Just today, I read in The Star and there was an issue about caning students who have violated school rules, and that one of the parents even lodged a police report. Voilà! Fort intéressant, huh?

Once again, it is understood that this issue has been here or quite some time already, where there had been debates as to whether or not the stick should remain or go. Certain parties are certain that the stick must stay but some say that the stick must go.

Previously, when students commit an offence, the punishment is often one or two strokes of the cane at the hand or at the bottom. However, now, parents especially see that such a punishment is too harsh for their children and they feel broken-hearted to see that their children were caned by the teachers.

Still, please reflect about this. I'm sure that at some point you have been caned before, either by your teacher or your parents for some wrong-doing. With that, have you not become a better person?

Yet, many parents today are indignant and insist that schools do away with caning as they deem it too painful and perhaps even inhumane to the children. This issue was so bad that it even caught the attention of the Ministry of Education. And as of now, teachers are not authorised to cane students, for the exception of the discipline teachers and the principal.

But, with the caning gone, has the discipline level in schools improved? Personally, I see an increase in the rate of delinquency, an increase in social ills, an increase in immoral behaviour. These could most probably due to the fact that students know they will not receive the strokes of the cane even though they commit any offence, unless they are caught by the discipline teachers or the principal.

Human often learn by pain. It is through pain that an individual remembers that they are not supposed to do something or to repeat it in order to avoid the same pain. It is through the strokes of the cane that a student will learn not to play truant anymore, not to go against the teachers, etc.

§ §

- EXERCISE SET:
a – Set down the part of the essay on school caning that begins at the words "Just today, I" and stops after "by the teachers.".
b – How would you sum up the essay on school caning in two sentences?
c – Could you continue the essay on school caning from its last sentence?

- DATA EXTRACT:
§ §

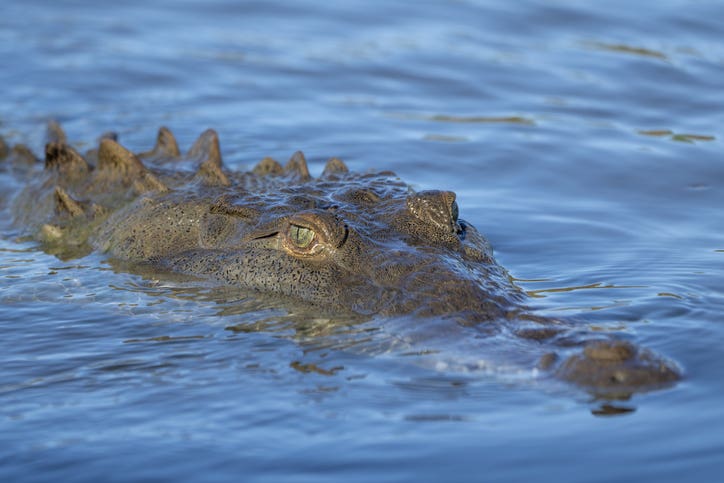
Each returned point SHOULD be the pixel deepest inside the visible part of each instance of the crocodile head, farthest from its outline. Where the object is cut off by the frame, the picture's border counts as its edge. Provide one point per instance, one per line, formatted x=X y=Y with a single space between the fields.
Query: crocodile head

§ §

- ANSWERS GIVEN:
a –
Just today, I read in The Star and there was an issue about caning students who have violated school rules, and that one of the parents even lodged a police report. Voilà! Fort intéressant, huh?

Once again, it is understood that this issue has been here or quite some time already, where there had been debates as to whether or not the stick should remain or go. Certain parties are certain that the stick must stay but some say that the stick must go.

Previously, when students commit an offence, the punishment is often one or two strokes of the cane at the hand or at the bottom. However, now, parents especially see that such a punishment is too harsh for their children and they feel broken-hearted to see that their children were caned by the teachers.

b – Caning students who break school rules has long been debated, and many parents now see it as too harsh and even inhumane, so only discipline teachers and the principal are still authorized to cane. The writer argues that delinquency, social ills and immoral behavior have risen since caning was removed, and that students learn through the pain of the cane not to repeat wrongdoing.

c –
Many would also argue that with the caning abolished, we could still improve discipline by rewarding those who constantly abide by the law, which prompts the following question: Will this not produce individuals who will abide by the law only when there is something good to possess? Wouldn't this produce more materialistic individuals?

We want people who will obey the law without seeking for any form of reward. It is OK to reward those who have constantly abide by the rules and regulations, but it is not advisable to let that be a habit, lest they become spoilt.

Ponder this point. The cane is a tool to discipline us. Provided that it is not abused, its usage is wise. People now insist that the government do away with the "stick" mainly because they fear its abuse. Yet, will the abuse of the "carrot" not produce the same effect?

I was brought up by the "stick" and many of you were, too, undoubtedly. We have also tasted the sweetness of the "carrot" at some point of our life, too. The best approach to disciplining the kids is to assimilate both the "stick" and the "carrot". The problem is that society tends to side either the "stick" or the "carrot", because to assimilate both isn't something easy to do, although it's much easier to say.

The "stick" should stay, whether we like it or not. Parents have to make some sacrifices when it comes to disciplining their children. Though it may break their heart to see their children being caned, they must understand that it is for the well-being of their next generation.

Even if people encourage the use of the "carrot", I would still vote that the "stick" must co-exist. Without the latter, would people appreciate the former? Assez dit.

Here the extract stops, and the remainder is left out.